* SHORT EXERCISE 1 *
Print the part of the data pipelines article below that opens with the words containing "Today’s data networks" and closes with "few congested metres.".

* SELECTION *
Data pipelines: New measures to tackle the last few congested metres

Today’s data networks are well developed: Even so, although the data can pass through the pipelines smoothly and largely unhindered, the last few metres of the pipeline represent a bottleneck. Firewalls, security and the restrictions imposed by the processing software all tend to slow down processing. Now, thanks to a new H2020 project, a research team at the Department of Information Technology, led by Radu Prodan, has started to work on new measures aimed at tackling the last few congested metres.

“We are approaching the issue on several levels with our project”, Radu Prodan tells us. He leads the project at the University of Klagenfurt. The first level is the so-called dark data. Prodan explains: “Much more data is generated than is actually used. The industry estimates that around 80 percent of the data is of no value and preserving it introduces more risks to companies than benefits. If process mining can be used to identify the structure of the data, assign it to the relevant processes and discard meaningless data, the overall process can be made more efficient and secure. This, Prodan argues, requires rethinking the complete software stack, starting with new domain-specific programming languages.

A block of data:
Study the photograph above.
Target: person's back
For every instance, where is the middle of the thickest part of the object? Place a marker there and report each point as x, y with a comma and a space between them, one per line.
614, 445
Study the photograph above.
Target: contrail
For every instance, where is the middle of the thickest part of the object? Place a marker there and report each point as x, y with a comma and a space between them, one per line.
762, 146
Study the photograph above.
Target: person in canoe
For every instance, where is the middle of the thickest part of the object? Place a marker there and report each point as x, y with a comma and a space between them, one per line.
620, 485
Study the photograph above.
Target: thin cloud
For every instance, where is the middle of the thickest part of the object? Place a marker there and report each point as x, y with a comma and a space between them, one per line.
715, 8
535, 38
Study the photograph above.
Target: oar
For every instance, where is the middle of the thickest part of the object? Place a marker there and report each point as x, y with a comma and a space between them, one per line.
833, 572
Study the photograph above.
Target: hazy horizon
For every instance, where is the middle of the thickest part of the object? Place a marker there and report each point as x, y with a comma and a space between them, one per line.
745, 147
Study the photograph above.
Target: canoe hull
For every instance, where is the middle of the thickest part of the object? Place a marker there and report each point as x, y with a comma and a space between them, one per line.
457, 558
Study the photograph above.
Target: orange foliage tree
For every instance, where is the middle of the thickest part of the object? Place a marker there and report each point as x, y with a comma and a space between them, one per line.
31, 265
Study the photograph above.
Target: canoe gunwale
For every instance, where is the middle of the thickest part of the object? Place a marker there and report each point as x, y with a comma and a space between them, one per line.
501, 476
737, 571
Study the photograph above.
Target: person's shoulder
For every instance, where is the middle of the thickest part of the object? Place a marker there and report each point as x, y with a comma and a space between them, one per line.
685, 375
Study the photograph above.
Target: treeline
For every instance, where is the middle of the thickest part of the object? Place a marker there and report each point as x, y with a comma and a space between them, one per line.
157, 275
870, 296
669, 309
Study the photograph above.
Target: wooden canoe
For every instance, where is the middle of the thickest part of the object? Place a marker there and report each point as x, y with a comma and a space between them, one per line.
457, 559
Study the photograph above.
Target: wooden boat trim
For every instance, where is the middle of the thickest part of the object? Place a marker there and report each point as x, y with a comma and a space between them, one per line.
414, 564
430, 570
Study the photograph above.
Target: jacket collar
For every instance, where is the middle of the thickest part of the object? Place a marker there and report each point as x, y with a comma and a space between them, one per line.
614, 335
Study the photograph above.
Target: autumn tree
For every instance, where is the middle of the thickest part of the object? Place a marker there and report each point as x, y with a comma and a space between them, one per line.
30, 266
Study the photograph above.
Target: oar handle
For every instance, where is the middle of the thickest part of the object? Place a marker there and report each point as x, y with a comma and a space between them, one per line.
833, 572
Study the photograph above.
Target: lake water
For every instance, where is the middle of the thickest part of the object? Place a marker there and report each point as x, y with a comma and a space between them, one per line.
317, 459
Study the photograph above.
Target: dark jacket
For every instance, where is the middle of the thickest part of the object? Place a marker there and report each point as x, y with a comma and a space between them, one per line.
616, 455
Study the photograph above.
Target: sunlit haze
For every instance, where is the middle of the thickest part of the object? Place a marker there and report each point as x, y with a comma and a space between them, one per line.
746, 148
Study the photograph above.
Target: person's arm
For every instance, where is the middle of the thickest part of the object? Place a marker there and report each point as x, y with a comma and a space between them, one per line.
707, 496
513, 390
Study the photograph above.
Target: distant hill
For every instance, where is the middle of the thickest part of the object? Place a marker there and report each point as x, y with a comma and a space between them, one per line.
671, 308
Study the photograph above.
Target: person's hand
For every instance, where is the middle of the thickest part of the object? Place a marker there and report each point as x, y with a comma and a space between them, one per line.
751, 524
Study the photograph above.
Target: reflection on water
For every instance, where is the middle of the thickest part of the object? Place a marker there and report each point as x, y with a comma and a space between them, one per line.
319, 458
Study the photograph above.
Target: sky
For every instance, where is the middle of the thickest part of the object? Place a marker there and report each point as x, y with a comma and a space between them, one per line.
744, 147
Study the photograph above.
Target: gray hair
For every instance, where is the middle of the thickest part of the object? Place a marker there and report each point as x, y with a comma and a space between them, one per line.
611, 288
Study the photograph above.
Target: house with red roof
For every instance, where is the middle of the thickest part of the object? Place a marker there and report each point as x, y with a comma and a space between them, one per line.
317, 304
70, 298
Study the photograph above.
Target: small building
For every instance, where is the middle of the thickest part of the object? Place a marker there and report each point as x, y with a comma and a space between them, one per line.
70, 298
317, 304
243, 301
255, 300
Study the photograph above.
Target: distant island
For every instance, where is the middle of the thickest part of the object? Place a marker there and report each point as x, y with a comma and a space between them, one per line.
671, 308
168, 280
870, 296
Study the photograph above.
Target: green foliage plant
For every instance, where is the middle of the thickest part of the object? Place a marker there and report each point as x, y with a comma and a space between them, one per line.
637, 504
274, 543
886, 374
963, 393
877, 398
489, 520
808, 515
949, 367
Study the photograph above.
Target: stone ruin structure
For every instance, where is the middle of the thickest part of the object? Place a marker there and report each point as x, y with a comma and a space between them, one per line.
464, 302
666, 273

* SHORT EXERCISE 2 *
Count the lines in the rows above that contain the string "foliage", treating case as significant, and give only the number.

* CORRECT ANSWER 1 *
Today’s data networks are well developed: Even so, although the data can pass through the pipelines smoothly and largely unhindered, the last few metres of the pipeline represent a bottleneck. Firewalls, security and the restrictions imposed by the processing software all tend to slow down processing. Now, thanks to a new H2020 project, a research team at the Department of Information Technology, led by Radu Prodan, has started to work on new measures aimed at tackling the last few congested metres.

* CORRECT ANSWER 2 *
2